• [Exercise brief]:
Repeat the listing below line for line, exactly as shown.

┌─ Extracted entries

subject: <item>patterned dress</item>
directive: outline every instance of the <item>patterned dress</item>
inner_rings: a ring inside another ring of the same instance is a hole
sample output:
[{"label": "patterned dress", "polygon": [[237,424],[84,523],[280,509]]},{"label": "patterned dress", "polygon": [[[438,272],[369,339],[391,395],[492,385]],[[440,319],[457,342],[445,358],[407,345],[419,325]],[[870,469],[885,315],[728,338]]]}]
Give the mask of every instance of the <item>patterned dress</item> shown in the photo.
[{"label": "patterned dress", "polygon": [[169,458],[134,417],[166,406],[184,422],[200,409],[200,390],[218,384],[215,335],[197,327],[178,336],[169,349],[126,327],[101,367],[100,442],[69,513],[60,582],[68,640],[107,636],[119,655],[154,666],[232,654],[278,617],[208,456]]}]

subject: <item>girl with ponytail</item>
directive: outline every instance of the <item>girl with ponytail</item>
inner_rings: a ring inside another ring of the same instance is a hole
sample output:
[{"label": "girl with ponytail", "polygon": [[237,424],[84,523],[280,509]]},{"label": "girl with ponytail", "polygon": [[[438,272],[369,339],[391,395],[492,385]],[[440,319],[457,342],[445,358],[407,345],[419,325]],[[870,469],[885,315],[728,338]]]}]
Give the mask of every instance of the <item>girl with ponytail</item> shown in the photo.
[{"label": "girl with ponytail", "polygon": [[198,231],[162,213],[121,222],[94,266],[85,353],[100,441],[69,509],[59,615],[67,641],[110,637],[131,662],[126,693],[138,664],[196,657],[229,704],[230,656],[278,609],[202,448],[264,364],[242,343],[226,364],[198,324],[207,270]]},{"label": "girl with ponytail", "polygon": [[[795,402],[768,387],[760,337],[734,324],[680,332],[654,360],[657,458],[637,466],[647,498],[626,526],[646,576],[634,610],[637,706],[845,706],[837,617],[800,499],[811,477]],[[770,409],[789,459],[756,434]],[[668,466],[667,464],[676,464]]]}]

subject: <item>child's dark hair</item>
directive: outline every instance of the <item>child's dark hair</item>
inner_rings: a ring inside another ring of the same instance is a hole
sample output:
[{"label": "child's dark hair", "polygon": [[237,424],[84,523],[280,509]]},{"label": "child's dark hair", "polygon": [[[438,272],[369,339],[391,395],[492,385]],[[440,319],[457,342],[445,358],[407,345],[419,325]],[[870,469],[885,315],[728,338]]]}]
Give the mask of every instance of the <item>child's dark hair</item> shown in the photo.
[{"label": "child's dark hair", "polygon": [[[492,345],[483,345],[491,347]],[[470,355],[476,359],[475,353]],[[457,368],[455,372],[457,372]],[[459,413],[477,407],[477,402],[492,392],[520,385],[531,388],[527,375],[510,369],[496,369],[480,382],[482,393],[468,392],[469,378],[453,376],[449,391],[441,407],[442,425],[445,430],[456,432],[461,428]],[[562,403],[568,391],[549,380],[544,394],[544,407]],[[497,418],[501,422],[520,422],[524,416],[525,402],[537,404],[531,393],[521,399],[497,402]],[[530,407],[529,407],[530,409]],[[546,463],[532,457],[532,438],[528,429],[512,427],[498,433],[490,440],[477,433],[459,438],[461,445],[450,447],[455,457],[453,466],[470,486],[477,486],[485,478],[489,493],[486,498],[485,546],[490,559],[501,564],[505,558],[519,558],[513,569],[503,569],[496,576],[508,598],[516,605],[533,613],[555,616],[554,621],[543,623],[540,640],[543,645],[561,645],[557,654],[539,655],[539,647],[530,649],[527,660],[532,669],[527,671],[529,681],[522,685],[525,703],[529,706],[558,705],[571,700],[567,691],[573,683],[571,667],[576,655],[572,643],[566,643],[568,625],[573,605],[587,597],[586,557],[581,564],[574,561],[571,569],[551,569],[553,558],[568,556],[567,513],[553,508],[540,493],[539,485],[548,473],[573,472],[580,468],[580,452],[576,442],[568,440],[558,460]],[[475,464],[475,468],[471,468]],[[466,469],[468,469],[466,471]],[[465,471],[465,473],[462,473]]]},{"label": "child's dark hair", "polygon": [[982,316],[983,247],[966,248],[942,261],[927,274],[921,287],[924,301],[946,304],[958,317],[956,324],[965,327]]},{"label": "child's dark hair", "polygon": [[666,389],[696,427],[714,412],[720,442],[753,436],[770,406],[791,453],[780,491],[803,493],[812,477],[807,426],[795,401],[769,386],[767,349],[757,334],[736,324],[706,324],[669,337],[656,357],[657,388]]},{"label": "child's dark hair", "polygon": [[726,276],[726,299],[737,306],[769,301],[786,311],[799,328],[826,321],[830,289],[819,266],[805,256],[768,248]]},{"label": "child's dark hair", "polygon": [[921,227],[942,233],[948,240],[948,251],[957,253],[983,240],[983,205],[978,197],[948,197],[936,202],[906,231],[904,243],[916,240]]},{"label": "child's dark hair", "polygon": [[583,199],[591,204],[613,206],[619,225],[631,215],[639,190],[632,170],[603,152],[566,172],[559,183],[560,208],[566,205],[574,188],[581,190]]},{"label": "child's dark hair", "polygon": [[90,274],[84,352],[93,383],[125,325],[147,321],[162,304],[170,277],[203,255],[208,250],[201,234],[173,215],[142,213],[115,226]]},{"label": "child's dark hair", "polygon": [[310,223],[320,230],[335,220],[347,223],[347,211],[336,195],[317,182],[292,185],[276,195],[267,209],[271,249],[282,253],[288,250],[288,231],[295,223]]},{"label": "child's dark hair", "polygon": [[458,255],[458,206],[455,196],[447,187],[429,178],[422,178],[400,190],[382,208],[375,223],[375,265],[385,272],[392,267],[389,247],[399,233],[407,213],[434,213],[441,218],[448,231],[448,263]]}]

└─

• [Reply]:
subject: <item>patterned dress</item>
directive: outline every instance of the <item>patterned dress</item>
inner_rings: a ring inside another ring of the same instance is a hole
sample output:
[{"label": "patterned dress", "polygon": [[237,424],[84,523],[280,509]]},{"label": "patterned dress", "polygon": [[[438,272],[369,339],[391,395],[492,385]],[[440,319],[457,342],[445,358],[407,345],[419,325]],[[870,469],[885,315],[728,338]]]}]
Give the mask of every instance of the <item>patterned dress</item> shown in the photo.
[{"label": "patterned dress", "polygon": [[169,458],[134,417],[166,406],[184,422],[200,409],[200,390],[218,384],[215,335],[197,327],[178,336],[169,349],[126,327],[101,367],[100,442],[69,513],[60,582],[68,640],[107,636],[119,655],[154,666],[232,654],[278,617],[208,456]]}]

subject: <item>girl with ponytail</item>
directive: outline every instance of the <item>girl with ponytail</item>
inner_rings: a ring inside another ring of the same instance is a hole
sample output:
[{"label": "girl with ponytail", "polygon": [[237,424],[84,523],[280,509]]},{"label": "girl with ponytail", "polygon": [[[438,272],[369,339],[391,395],[492,385]],[[440,319],[457,342],[445,358],[407,345],[419,325]],[[870,469],[885,315],[728,338]]]}]
Give the mask of every instance of the <item>girl with ponytail</item> shown in the photo.
[{"label": "girl with ponytail", "polygon": [[198,231],[162,213],[121,222],[94,266],[85,353],[100,441],[69,509],[59,615],[67,641],[110,637],[131,662],[126,693],[138,664],[196,657],[229,704],[230,656],[278,609],[202,448],[264,364],[242,343],[226,364],[198,324],[207,270]]},{"label": "girl with ponytail", "polygon": [[[795,402],[768,387],[760,337],[734,324],[680,332],[654,360],[657,458],[637,466],[647,498],[626,526],[646,576],[634,610],[637,706],[845,706],[837,617],[800,499],[811,477]],[[770,409],[789,459],[756,434]],[[668,466],[667,464],[676,464]]]}]

subject: <item>child's dark hair</item>
directive: outline every instance of the <item>child's dark hair</item>
inner_rings: a ring inside another ring of the same instance is a hole
sample output:
[{"label": "child's dark hair", "polygon": [[237,424],[84,523],[280,509]]},{"label": "child's dark hair", "polygon": [[[438,272],[369,339],[391,395],[492,385]],[[440,319],[457,342],[445,358],[407,345],[419,325]],[[870,469],[885,315],[728,338]]]}]
Give the mask of every instance of the <item>child's dark hair</item> shown in the photo.
[{"label": "child's dark hair", "polygon": [[[492,345],[483,345],[491,347]],[[470,355],[476,359],[475,353]],[[457,368],[455,372],[457,372]],[[459,413],[477,407],[477,402],[492,392],[520,385],[531,388],[527,375],[510,369],[496,369],[480,382],[482,393],[468,392],[469,378],[453,376],[449,391],[441,407],[442,425],[445,430],[456,432],[461,428]],[[562,403],[568,391],[549,380],[544,394],[544,407]],[[497,418],[501,422],[520,422],[524,416],[525,402],[537,404],[531,393],[521,399],[497,402]],[[530,407],[529,407],[530,409]],[[546,463],[532,457],[532,438],[528,429],[512,427],[498,433],[490,440],[477,433],[459,438],[461,445],[450,447],[455,457],[453,466],[470,486],[477,486],[485,478],[489,493],[486,498],[485,546],[490,559],[501,564],[505,558],[519,558],[513,569],[503,569],[496,576],[508,598],[516,605],[533,613],[555,616],[554,621],[543,623],[540,640],[543,645],[561,645],[557,654],[539,655],[539,647],[530,649],[527,660],[532,669],[527,671],[529,681],[522,685],[525,703],[529,706],[558,705],[571,700],[567,691],[573,683],[571,667],[576,655],[572,643],[566,643],[568,625],[573,605],[587,597],[586,557],[581,564],[574,561],[571,569],[551,569],[553,558],[568,556],[567,513],[553,508],[540,493],[539,485],[548,473],[573,472],[580,468],[580,452],[576,442],[568,440],[558,460]],[[475,464],[475,468],[471,468]],[[466,469],[468,469],[466,471]],[[465,471],[465,473],[462,473]]]},{"label": "child's dark hair", "polygon": [[982,316],[983,247],[966,248],[942,261],[927,274],[921,287],[924,301],[946,304],[958,317],[956,324],[965,327]]},{"label": "child's dark hair", "polygon": [[666,389],[696,427],[714,412],[720,442],[753,436],[770,406],[791,453],[780,491],[803,493],[812,477],[807,426],[795,401],[769,386],[767,349],[757,334],[736,324],[706,324],[669,337],[656,357],[657,388]]},{"label": "child's dark hair", "polygon": [[726,276],[726,299],[737,306],[769,301],[786,311],[799,328],[826,321],[830,289],[819,266],[805,256],[768,248]]},{"label": "child's dark hair", "polygon": [[921,227],[942,233],[948,240],[948,251],[957,253],[983,240],[983,205],[978,197],[948,197],[936,202],[906,231],[904,243],[916,240]]},{"label": "child's dark hair", "polygon": [[583,199],[591,204],[613,206],[619,225],[631,215],[639,190],[632,170],[603,152],[566,172],[559,183],[560,208],[566,205],[574,188],[581,190]]},{"label": "child's dark hair", "polygon": [[90,274],[84,352],[93,383],[125,325],[147,321],[162,304],[170,277],[203,255],[208,250],[201,234],[173,215],[142,213],[115,226]]},{"label": "child's dark hair", "polygon": [[310,223],[320,230],[335,220],[347,223],[347,211],[336,195],[317,182],[292,185],[276,195],[267,209],[271,249],[282,253],[288,250],[288,231],[295,223]]},{"label": "child's dark hair", "polygon": [[458,255],[458,206],[455,196],[447,187],[429,178],[422,178],[400,190],[382,208],[375,223],[375,265],[385,272],[392,267],[389,247],[399,233],[407,213],[434,213],[441,218],[448,231],[448,263]]}]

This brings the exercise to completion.